(Exercise aim) Reproduce the following material line for line, without changing a single character.
::: Supplied entries :::
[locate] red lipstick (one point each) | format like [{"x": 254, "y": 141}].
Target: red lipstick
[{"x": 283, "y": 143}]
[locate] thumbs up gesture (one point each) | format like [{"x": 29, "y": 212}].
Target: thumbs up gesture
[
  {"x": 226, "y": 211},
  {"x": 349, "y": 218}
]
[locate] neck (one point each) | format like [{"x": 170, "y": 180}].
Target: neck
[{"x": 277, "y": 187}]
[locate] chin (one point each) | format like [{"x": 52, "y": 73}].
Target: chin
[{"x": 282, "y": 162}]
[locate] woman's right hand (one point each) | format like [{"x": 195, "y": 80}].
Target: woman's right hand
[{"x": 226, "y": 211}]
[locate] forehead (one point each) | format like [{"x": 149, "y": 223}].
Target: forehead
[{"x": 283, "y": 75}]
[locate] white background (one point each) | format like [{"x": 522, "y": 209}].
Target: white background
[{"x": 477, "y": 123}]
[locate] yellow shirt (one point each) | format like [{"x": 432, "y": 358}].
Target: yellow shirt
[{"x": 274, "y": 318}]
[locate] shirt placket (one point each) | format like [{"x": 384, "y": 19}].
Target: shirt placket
:::
(Task result)
[locate] red lipstick (one point each) | format like [{"x": 254, "y": 141}].
Target: red lipstick
[{"x": 283, "y": 143}]
[locate] thumbs up gesture (one point each) | format like [{"x": 29, "y": 212}].
Target: thumbs up gesture
[
  {"x": 226, "y": 211},
  {"x": 349, "y": 218}
]
[locate] neck (one point each) | format like [{"x": 170, "y": 180}].
Target: neck
[{"x": 277, "y": 187}]
[locate] chin (one point each) | format like [{"x": 52, "y": 73}].
Target: chin
[{"x": 282, "y": 162}]
[locate] woman's right hand (one point each) | format like [{"x": 195, "y": 80}].
Target: woman's right hand
[{"x": 226, "y": 211}]
[locate] forehead (one point each) | format like [{"x": 149, "y": 223}].
Target: forehead
[{"x": 283, "y": 75}]
[locate] white background (one point each) | format like [{"x": 522, "y": 209}].
Target: white background
[{"x": 477, "y": 123}]
[locate] yellow shirt (one point each) | format like [{"x": 432, "y": 358}].
Target: yellow shirt
[{"x": 274, "y": 318}]
[locate] shirt placket (one point each) | format like [{"x": 384, "y": 19}].
Target: shirt placket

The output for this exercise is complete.